==== Extrait d'entretien ====

Sarah Jalabert : Oui, mais c’est encore plus lié à la chair. À la sensualité de la matière. Dans ma quête du corps, il y a celle de l’incarnation. Celle-ci est troublante, tant elle est sensorielle, sensuelle, faite de désir, de blessure. S’en approcher n’est pas simple. C’est d’ailleurs en partie ce qui me rapproche d’Adonis, qui a fait la préface aux Quatrains de la Rose en offrant treize poèmes titrés Lettre d’un parfum à sa fleur. C’est la présence du corps blessé, du corps en sa blessure. C’est par le corps qu’on vit sa vie !
Et puis j’avais fréquenté les œuvres de mon ami peintre Thierry Pertuisot qui a dernièrement exposé « Back to Bacchanales ». Je souhaitais écrire un texte sur son expo. C’est ainsi qu’en 2020 a commencé la nouvelle qui ouvre le livre. Les bacchanales m’ont amenée naturellement en Crête qui est le lieu du personnage d’Andréa, et où j’ai vécu peu avant mes 20 ans. J’ai alors été catapultée d’un coup dans la jeunesse, j’ai retrouvé un sentiment où tout peut être écrit, où tout est encore devant toi. C’est une des forces d’Adonis. À 93 ans, il a intégré la faculté de faire ressurgir la jeunesse. C’est un renouvellement permanent.
Éric Desordre : Je considère qu’on est à tout âge, tous les âges qu’on a vécu. Il suffit de les convoquer chacun leur tour à la demande et ils s’expriment.
Sarah Jalabert : Je ne partage pas ce sentiment. Cela va plus loin que ça. D’autres âges de la vie peuvent s’imposer à toi quand tu es jeune. À 20 ans, j’ai pu me sentir avoir 200 ans. C’est à 40 ans que j’ai eu 20 ans... Le corps était plus léger que jamais. Plus résistant, plus fluide. Dans une exaltation.
Éric Desordre : Le livre est-il une marque de recherche existentielle ?
Sarah Jalabert : Oui. Ce sont toujours des quêtes. Les histoires qu’on raconte, en surface, sont doublées d’histoires par dessous. Il faut aller les chercher.
Éric Desordre : Finis-tu par les raconter ? Elles ne se mélangent pas avec les premières ?
Sarah Jalabert : Bien sûr que je les raconte, et elle se mélangent de plus en plus !
Éric Desordre : Tu tricotes une double vie. Cela pourrait s’appeler Andréa et les Mémoires doubles...

==== Extrait de données ====

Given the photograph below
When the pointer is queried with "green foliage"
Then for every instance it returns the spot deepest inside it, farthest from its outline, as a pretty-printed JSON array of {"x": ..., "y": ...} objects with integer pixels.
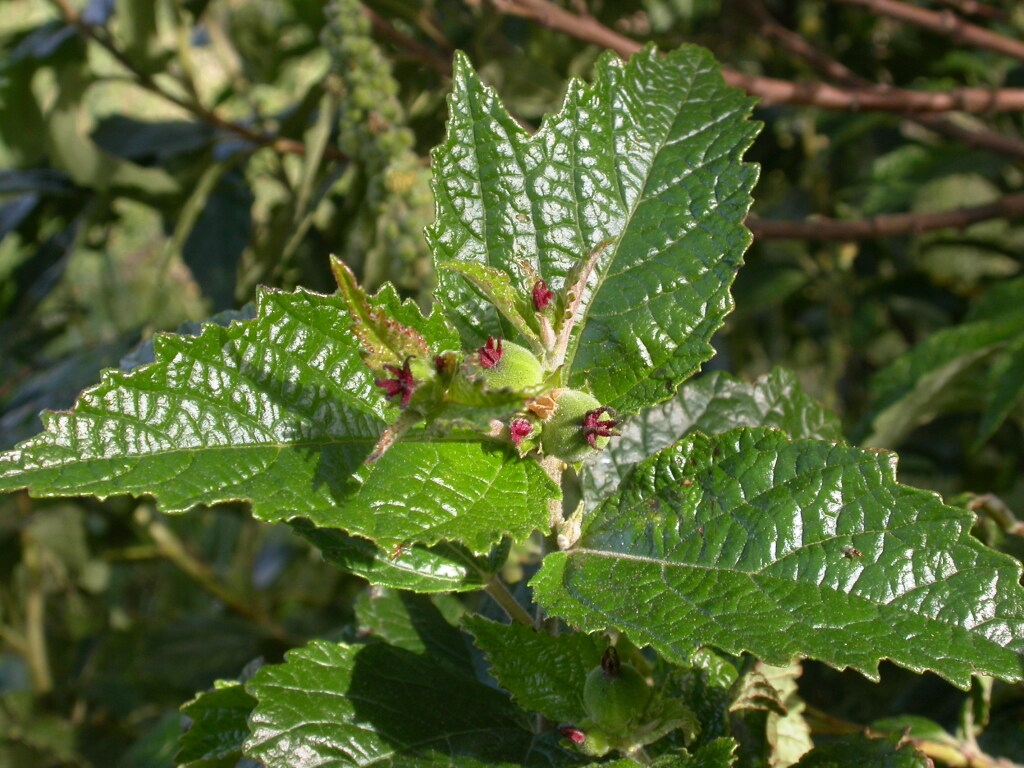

====

§ **Série d'exercices**
- a) Extrayez de l'entretien avec Sarah Jalabert le passage qui commence par « Et puis j’avais » et se poursuit jusqu'à « un renouvellement permanent. ».
- b) D'après l'entretien avec Sarah Jalabert, qu'est-ce qui a donné naissance, en 2020, à la nouvelle qui ouvre le livre ?
- c) Poursuivez l'entretien avec Sarah Jalabert sur son livre à partir de la dernière réplique.
Le listing provient d'une source distincte de l'entretien.

§ **Corrigé des exercices**
- a)
Et puis j’avais fréquenté les œuvres de mon ami peintre Thierry Pertuisot qui a dernièrement exposé « Back to Bacchanales ». Je souhaitais écrire un texte sur son expo. C’est ainsi qu’en 2020 a commencé la nouvelle qui ouvre le livre. Les bacchanales m’ont amenée naturellement en Crête qui est le lieu du personnage d’Andréa, et où j’ai vécu peu avant mes 20 ans. J’ai alors été catapultée d’un coup dans la jeunesse, j’ai retrouvé un sentiment où tout peut être écrit, où tout est encore devant toi. C’est une des forces d’Adonis. À 93 ans, il a intégré la faculté de faire ressurgir la jeunesse. C’est un renouvellement permanent.

- b) Sarah Jalabert souhaitait écrire un texte sur l'exposition « Back to Bacchanales » de son ami peintre Thierry Pertuisot. C'est ainsi qu'a commencé, en 2020, la nouvelle qui ouvre le livre.

- c)
Sarah Jalabert : Je voudrais parler d’Orphée qui est aussi une figure qui traverse l’œuvre d’Adonis. Orphée, c’est le poète, et Eurydice, c’est l’inspiration. Quand tu cherches à savoir d’où vient l’inspiration, tu la perds. Je pense que c’est valable pour tout le monde.
Éric Desordre : La conscience extrême peut être un frein.
Sarah Jalabert : D’où l’accès au monde onirique. On peut parler de l’invisible, de l’inconscient. Ce qui est caché sous l’iceberg. Je suis encore en train de travailler à mon dernier livre, Jours de la Digue, qui est « l’histoire » réimaginée de ma famille. Dans une des scènes racontées comme si j’avais disposé d’une caméra dans la tête, voyant tous les détails, un couple avec un enfant déambule dans une ville et frappe au hasard à une porte pour demander un hébergement.
Un vieux couple leur ouvre et les accueille. Quelque temps après avoir écrit cette scène, je me suis promenée avec une amie dans Paris et je suis tombée sur LA porte que j’avais décrite. Un choc. Comme une traversée ! Mon amie à laquelle j’expliquais les raisons de mon saisissement m’a rassurée en me disant que j’avais de la chance...
Éric Desordre : Estimes-tu avoir des capacités de chamane ? La poésie ne serait-elle pas le chamanisme de l’écriture ?
Sarah Jalabert : Oui... Sans toutefois en faire toute une affaire ! Si chamanisme il y a, ce sera dans l’écriture.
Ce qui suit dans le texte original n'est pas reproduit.